**Data records:**
============================================================

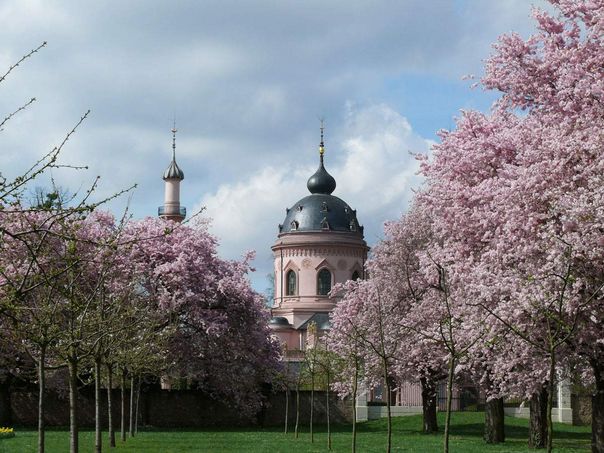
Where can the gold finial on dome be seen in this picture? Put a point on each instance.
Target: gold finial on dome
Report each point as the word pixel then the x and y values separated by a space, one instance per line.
pixel 322 144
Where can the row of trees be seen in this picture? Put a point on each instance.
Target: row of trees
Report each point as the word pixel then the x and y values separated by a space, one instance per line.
pixel 496 273
pixel 92 298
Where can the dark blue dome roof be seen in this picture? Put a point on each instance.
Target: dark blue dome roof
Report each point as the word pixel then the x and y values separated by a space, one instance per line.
pixel 321 212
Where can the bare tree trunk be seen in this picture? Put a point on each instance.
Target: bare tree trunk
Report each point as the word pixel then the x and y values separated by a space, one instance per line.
pixel 138 397
pixel 98 438
pixel 132 405
pixel 550 400
pixel 388 408
pixel 312 403
pixel 449 401
pixel 123 409
pixel 538 415
pixel 297 407
pixel 494 425
pixel 597 410
pixel 6 418
pixel 354 408
pixel 286 407
pixel 73 405
pixel 110 405
pixel 327 412
pixel 430 421
pixel 41 388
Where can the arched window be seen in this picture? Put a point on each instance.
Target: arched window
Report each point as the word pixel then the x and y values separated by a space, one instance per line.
pixel 291 283
pixel 323 282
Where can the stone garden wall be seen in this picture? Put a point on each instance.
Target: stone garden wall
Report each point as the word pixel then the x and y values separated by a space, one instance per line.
pixel 177 408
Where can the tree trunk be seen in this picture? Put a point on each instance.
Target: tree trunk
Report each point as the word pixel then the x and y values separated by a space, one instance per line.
pixel 297 407
pixel 597 411
pixel 429 405
pixel 327 413
pixel 286 408
pixel 538 415
pixel 354 408
pixel 6 418
pixel 73 406
pixel 98 438
pixel 312 403
pixel 449 401
pixel 41 388
pixel 494 425
pixel 138 397
pixel 388 408
pixel 550 400
pixel 110 405
pixel 123 408
pixel 132 406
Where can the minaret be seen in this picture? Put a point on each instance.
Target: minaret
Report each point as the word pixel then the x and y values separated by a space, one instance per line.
pixel 171 209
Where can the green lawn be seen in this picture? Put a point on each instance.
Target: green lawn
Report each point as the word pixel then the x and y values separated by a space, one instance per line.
pixel 466 437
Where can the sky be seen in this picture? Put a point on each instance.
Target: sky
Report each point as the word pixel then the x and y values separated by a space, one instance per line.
pixel 246 82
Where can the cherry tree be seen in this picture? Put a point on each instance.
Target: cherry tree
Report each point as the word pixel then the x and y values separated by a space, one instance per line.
pixel 519 195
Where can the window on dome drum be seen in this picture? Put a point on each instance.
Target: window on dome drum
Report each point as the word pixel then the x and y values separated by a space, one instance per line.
pixel 323 282
pixel 324 224
pixel 291 283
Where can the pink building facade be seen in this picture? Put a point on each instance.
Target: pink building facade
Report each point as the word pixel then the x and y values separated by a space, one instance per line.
pixel 320 243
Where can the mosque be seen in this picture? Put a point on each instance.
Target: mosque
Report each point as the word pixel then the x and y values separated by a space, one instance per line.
pixel 319 244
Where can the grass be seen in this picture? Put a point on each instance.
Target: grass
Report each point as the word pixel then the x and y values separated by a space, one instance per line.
pixel 466 437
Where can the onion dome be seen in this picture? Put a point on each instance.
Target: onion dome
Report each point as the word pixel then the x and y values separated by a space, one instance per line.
pixel 321 211
pixel 173 171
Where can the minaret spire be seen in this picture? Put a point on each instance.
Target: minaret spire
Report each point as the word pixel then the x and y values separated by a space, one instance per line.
pixel 174 131
pixel 172 176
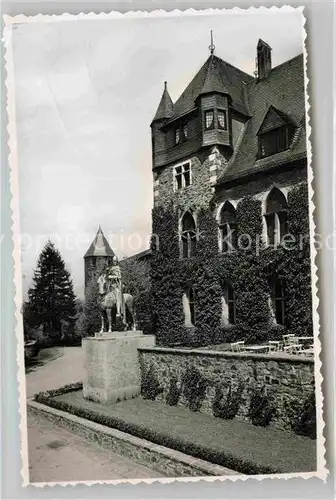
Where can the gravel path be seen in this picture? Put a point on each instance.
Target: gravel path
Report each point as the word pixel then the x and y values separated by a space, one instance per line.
pixel 57 455
pixel 65 369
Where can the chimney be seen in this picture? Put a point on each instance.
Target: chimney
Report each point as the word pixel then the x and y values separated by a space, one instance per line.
pixel 264 59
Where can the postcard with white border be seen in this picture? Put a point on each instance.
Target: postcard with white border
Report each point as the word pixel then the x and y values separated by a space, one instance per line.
pixel 165 276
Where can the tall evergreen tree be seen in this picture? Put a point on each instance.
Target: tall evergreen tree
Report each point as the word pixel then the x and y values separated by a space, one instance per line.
pixel 52 299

============================================================

**WRITTEN TASK:**
Edit every row by replacing "Put a point on each instance" with "Mark each instance with a point" and keeping everything else the same. Leave the pictures out of your answer.

**RIGHT ANSWER:**
Where can the gold finial on dome be seen in this picture? Mark each instance with a point.
Target: gold finial on dome
Report each point as the word pixel then the x and y values separated by a space, one instance per line.
pixel 322 144
Where can the row of trees be seen in this picture? Mark each instance with a point.
Target: row of trees
Report each point as the word pixel then the x and y values separated by a space, one instance per line.
pixel 496 273
pixel 92 298
Where can the dark blue dome roof be seen in this picture? Mark each instance with a point.
Target: dark blue dome roof
Report each point as the word pixel then the x and y values separated by a space, one instance per line.
pixel 321 212
Where can the bare tree trunk be seen in this picture? Mark each instance with a point.
Target: bare tree trunk
Report each point as the word pixel then the x and y values separated by a space, one instance per line.
pixel 138 397
pixel 98 438
pixel 132 405
pixel 550 400
pixel 388 408
pixel 312 403
pixel 449 401
pixel 123 409
pixel 538 415
pixel 297 407
pixel 494 425
pixel 597 410
pixel 6 418
pixel 354 408
pixel 286 407
pixel 73 405
pixel 110 405
pixel 327 412
pixel 430 421
pixel 41 388
Where can the arched window be seen in this picture? Mark each instance with a point.
Target: arched window
Report each point as the word pixel then the x and y values separated by a space, one instance per line.
pixel 291 283
pixel 323 282
Where can the stone garden wall be seen in this picture? Mark each instance with a point.
Target: stone garden wall
Report each point as the word pixel then the x and y values separated by a space, one instance per line.
pixel 177 408
Where can the tree trunk be seen in this picture? Mark each instance with a point.
Target: tree trunk
Report each point as the word pixel then the x and y values separated by a space, one instance per line.
pixel 297 407
pixel 597 411
pixel 429 405
pixel 327 413
pixel 286 408
pixel 538 415
pixel 354 408
pixel 6 418
pixel 73 406
pixel 98 438
pixel 312 403
pixel 449 401
pixel 41 388
pixel 494 425
pixel 138 397
pixel 388 408
pixel 550 400
pixel 110 405
pixel 123 408
pixel 132 406
Where can the minaret be seen in this picture? Mark each instance with a point.
Target: minaret
Report each point as the word pixel then the x and y values separated by a space, one instance per line.
pixel 171 209
Where can the green lawn be seen in this picture? Mark each instance with a point.
Target: green lawn
Report each point as the word pixel then the x and y values separated by a space, one instance per line.
pixel 466 437
Where can the sky be seen in this picture? Mark each instance with a point.
Target: sky
Report each point as the word pixel then the x and y values separated by a space, one instance per line.
pixel 246 82
Where can the cherry tree be seen in this picture? Mark each instance with a point.
Target: cherry tree
Report each point as the word pixel then the x and y values separated by a space, one instance per line.
pixel 519 195
Where can the window on dome drum be seen in this picture? Mark each instance with a point.
Target: window on dome drum
Report each point as the word pixel then the x and y values separated by a space, one instance per line.
pixel 323 282
pixel 324 224
pixel 291 283
Where can the pink building facade be seen in this picture? Mark each instance with a point.
Target: pink building facade
Report each point as the word pixel then the x and y values separated by a space, one instance per line.
pixel 320 243
Where can the mosque be seen in this picture? Mark each instance with a point.
Target: mosque
Report each point as the word pixel then the x and y values separated by a space, one instance per line.
pixel 319 244
Where can the grass be seen in this picture? Mark each instance with a point.
Target: grass
Report each point as the word pixel then the x and y values separated by a space, one instance per line.
pixel 466 437
Where can the onion dome be seen in this picture? Mark each instance with a point.
Target: onion dome
Report each point as the word pixel then the x and y values separated by a space, one instance per line.
pixel 321 211
pixel 173 171
Where can the minaret spire be seen in this picture? Mark each instance with a point.
Target: minaret spire
Report each point as the word pixel then the x and y values separated by a space, one instance per line.
pixel 174 131
pixel 172 176
Where can the gravel path be seen in this picture? Mark each instance with a point.
Target: gravel path
Report each point as the word pixel then the x and y values separated by a space, one instance per line.
pixel 57 455
pixel 65 369
Where can the chimney be seen in this picture? Mark each instance with a point.
Target: chimney
Report each point as the word pixel then the x and y values separated by a space, one instance per line.
pixel 264 59
Where can the postcard with white border be seen in this picture? Mark each instance with a point.
Target: postcard with white border
Report each point as the word pixel then the x and y values separated by a space, one instance per line.
pixel 165 276
Where can the tall evergreen tree be seen in this picture? Mark each instance with a point.
Target: tall evergreen tree
Report each point as the word pixel then the x and y values separated by a space, one instance per line.
pixel 52 299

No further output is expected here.